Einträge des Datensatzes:
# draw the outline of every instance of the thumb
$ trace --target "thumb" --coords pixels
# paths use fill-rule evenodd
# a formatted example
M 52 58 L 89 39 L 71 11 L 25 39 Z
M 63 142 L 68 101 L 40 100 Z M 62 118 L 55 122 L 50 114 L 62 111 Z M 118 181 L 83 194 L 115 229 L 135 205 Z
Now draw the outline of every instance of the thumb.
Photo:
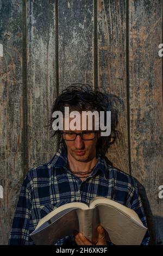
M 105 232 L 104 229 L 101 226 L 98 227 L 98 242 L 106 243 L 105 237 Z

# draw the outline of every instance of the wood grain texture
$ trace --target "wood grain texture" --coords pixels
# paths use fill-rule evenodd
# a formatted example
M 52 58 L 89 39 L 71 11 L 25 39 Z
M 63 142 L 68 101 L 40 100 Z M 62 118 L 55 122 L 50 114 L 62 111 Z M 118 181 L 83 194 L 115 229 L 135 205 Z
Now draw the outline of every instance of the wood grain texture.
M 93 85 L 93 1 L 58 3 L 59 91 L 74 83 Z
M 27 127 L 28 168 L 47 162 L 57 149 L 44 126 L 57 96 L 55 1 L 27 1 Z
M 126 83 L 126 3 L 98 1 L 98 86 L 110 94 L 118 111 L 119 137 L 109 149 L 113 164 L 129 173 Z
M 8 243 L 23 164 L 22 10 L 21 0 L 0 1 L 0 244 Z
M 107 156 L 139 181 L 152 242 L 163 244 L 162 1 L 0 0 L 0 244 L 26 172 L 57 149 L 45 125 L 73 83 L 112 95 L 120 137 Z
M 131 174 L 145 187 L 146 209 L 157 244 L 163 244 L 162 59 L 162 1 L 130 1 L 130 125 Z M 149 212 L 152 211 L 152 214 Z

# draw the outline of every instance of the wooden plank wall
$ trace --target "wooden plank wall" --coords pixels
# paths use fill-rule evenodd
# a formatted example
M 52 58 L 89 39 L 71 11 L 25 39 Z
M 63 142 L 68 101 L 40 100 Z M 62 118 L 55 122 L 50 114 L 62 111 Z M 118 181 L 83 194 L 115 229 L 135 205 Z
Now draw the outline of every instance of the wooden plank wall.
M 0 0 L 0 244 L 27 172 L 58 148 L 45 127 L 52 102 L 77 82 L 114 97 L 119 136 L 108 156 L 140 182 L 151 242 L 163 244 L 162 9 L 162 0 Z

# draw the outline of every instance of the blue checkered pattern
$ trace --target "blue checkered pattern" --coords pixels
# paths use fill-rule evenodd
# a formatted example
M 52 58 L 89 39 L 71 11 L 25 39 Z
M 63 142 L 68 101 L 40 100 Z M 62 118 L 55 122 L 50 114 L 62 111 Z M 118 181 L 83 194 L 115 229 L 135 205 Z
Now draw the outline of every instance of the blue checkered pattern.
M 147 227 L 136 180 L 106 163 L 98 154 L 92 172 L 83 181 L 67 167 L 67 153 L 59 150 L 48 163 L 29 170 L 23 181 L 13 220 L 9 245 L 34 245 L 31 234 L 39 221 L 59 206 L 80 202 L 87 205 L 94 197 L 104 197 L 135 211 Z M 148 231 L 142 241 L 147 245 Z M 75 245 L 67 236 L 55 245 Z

* * *

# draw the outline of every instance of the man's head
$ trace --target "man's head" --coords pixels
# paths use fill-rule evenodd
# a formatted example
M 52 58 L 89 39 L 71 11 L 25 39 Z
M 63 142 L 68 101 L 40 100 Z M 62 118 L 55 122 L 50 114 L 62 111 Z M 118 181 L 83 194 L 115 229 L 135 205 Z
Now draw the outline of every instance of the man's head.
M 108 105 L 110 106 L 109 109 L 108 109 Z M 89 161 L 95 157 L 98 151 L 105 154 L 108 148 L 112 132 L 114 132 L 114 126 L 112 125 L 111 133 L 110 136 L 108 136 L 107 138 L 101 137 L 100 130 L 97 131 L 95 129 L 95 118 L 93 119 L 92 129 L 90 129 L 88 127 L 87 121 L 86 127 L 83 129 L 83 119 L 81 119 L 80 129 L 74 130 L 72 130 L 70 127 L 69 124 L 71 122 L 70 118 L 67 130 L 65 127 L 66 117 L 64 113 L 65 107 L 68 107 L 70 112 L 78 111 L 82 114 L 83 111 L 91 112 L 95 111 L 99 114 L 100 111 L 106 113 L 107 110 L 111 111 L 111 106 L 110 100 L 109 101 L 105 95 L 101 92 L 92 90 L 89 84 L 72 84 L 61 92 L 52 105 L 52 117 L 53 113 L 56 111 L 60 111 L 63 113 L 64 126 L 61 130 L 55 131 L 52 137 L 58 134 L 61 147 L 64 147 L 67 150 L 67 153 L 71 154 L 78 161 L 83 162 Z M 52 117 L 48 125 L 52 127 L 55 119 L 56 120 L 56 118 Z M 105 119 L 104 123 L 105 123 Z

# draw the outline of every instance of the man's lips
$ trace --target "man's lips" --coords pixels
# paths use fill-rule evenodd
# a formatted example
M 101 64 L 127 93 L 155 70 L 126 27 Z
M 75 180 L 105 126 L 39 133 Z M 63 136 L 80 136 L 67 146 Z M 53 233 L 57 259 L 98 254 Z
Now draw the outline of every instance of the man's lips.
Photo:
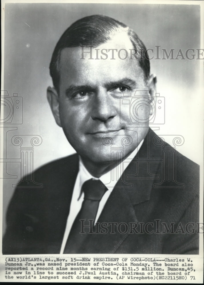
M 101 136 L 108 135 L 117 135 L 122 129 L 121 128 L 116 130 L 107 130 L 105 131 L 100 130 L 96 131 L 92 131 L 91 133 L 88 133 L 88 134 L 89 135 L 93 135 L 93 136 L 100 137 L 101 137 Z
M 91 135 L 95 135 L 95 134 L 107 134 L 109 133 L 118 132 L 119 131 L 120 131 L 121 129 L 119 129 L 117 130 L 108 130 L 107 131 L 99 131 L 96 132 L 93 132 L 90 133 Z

...

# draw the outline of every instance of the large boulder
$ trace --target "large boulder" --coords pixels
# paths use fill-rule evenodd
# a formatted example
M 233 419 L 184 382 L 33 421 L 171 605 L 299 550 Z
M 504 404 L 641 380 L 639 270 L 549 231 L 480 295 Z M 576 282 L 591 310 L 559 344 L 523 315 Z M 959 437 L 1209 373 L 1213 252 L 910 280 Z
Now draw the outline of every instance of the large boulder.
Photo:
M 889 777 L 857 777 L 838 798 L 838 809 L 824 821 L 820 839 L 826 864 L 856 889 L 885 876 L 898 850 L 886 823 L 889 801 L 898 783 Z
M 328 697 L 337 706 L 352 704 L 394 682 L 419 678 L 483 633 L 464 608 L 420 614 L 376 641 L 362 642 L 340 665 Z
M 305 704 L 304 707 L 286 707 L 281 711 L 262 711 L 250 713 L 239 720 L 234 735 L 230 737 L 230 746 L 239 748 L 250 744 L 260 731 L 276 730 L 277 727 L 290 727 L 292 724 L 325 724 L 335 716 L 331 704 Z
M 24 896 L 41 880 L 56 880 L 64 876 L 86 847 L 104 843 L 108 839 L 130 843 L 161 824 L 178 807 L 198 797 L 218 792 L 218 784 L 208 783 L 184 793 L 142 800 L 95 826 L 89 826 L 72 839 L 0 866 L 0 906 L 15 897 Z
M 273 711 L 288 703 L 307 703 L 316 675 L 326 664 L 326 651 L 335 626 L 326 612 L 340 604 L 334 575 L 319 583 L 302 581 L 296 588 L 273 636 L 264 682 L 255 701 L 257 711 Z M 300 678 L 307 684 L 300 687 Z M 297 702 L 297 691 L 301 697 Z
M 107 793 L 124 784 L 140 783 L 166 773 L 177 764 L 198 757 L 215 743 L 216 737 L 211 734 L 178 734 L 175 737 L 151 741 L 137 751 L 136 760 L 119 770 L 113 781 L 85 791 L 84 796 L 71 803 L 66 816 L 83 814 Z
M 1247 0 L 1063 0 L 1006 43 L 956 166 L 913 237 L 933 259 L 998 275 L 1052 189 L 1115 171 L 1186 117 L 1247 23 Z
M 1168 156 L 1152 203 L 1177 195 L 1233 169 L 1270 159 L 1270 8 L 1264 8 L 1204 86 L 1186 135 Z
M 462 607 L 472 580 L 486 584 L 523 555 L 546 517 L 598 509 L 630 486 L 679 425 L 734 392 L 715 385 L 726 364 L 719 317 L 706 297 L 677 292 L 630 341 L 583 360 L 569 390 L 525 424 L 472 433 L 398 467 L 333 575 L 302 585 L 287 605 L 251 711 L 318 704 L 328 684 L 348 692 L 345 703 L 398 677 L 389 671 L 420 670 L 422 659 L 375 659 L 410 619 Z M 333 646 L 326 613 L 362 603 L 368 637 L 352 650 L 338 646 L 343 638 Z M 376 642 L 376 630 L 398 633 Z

§ AUFGABENZIEL:
Schreibe die Zeilen ab der Zeile mit "# draw the outline of every instance of the thumb" bis einschließlich der Zeile mit "M 105 232 L" vollständig erneut und verändere dabei jede Koordinate in den Lösungen um -83. Lass die Bilder in deiner Antwort weg.

§ LÖSUNG:
# draw the outline of every instance of the thumb
$ trace --target "thumb" --coords pixels
# paths use fill-rule evenodd
# a formatted example
M 52 58 L 89 39 L 71 11 L 25 39 Z
M 63 142 L 68 101 L 40 100 Z M 62 118 L 55 122 L 50 114 L 62 111 Z M 118 181 L 83 194 L 115 229 L 135 205 Z
Now draw the outline of every instance of the thumb.
Photo:
M 22 149 L 21 146 L 18 143 L 15 144 L 15 159 L 23 160 L 22 154 Z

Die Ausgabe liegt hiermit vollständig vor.